Provided data —
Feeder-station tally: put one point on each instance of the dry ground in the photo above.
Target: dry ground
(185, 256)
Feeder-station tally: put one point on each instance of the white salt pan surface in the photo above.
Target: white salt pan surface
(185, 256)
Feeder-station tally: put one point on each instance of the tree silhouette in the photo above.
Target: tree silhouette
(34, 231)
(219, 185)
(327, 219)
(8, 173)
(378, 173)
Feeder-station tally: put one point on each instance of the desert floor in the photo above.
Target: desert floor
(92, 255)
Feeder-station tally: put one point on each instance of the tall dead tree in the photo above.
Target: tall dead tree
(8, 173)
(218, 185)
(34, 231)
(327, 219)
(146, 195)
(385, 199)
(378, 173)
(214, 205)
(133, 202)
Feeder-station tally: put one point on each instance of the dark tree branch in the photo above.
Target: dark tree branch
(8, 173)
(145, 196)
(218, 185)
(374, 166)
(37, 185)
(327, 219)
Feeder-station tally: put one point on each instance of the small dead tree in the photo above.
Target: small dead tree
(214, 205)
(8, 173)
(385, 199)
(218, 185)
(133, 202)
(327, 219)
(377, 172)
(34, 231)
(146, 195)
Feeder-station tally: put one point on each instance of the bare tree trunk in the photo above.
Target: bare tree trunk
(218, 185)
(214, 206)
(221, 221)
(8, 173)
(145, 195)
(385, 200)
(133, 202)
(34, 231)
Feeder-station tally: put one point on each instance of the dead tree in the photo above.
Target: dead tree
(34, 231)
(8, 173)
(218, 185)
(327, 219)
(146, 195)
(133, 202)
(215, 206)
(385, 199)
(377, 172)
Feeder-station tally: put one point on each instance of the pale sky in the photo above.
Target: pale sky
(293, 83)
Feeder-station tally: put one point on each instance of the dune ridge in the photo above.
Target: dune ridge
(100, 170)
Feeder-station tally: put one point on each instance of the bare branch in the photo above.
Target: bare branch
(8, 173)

Work to complete — Produce an exact copy of the whole listing.

Finished task —
Feeder-station tally: put one point on each instance of the dry ground in the photo above.
Target: dry ground
(185, 256)
Feeder-station tally: put one point on each instance of the white salt pan surface in the photo above.
Target: white salt pan surface
(185, 256)
Feeder-station tally: put one point on each instance of the tree silhouette in the photo above.
Target: tree silhouette
(34, 231)
(219, 185)
(327, 219)
(8, 173)
(378, 173)
Feeder-station tally: put one point on each instance of the desert floor in the photo above.
Target: desert floor
(92, 255)
Feeder-station tally: put one point on each instance of the tall dead tree in the photo above.
Target: tall dead tree
(8, 173)
(218, 185)
(34, 231)
(327, 219)
(146, 195)
(385, 199)
(378, 173)
(214, 205)
(133, 202)
Feeder-station tally: put one point on each instance of the dark tree branch in the photo above.
Target: dark tree branch
(8, 173)
(145, 196)
(218, 185)
(374, 166)
(37, 185)
(327, 219)
Feeder-station tally: put one point on each instance of the small dead tree in the photo above.
Target: small dead tree
(214, 205)
(8, 173)
(385, 199)
(218, 185)
(133, 202)
(327, 219)
(377, 172)
(34, 231)
(146, 195)
Feeder-station tally: put one point on each instance of the bare tree trunk in the photo above.
Target: bare tree trunk
(218, 185)
(214, 206)
(221, 221)
(8, 173)
(145, 195)
(385, 200)
(133, 202)
(34, 231)
Feeder-station tally: put one point on each instance of the dead tree in the photo above.
Target: dead tree
(34, 231)
(8, 173)
(218, 185)
(327, 219)
(146, 195)
(133, 202)
(215, 206)
(385, 199)
(377, 172)
Feeder-station tally: put one point on each instance of the pale sky in the photo above.
Target: pale sky
(293, 83)
Feeder-station tally: put one point on each instance of the dune ridge in the photo above.
Target: dune ridge
(100, 170)
Feeder-station tally: put one point on each instance of the bare branch in the photo above.
Target: bare branch
(8, 173)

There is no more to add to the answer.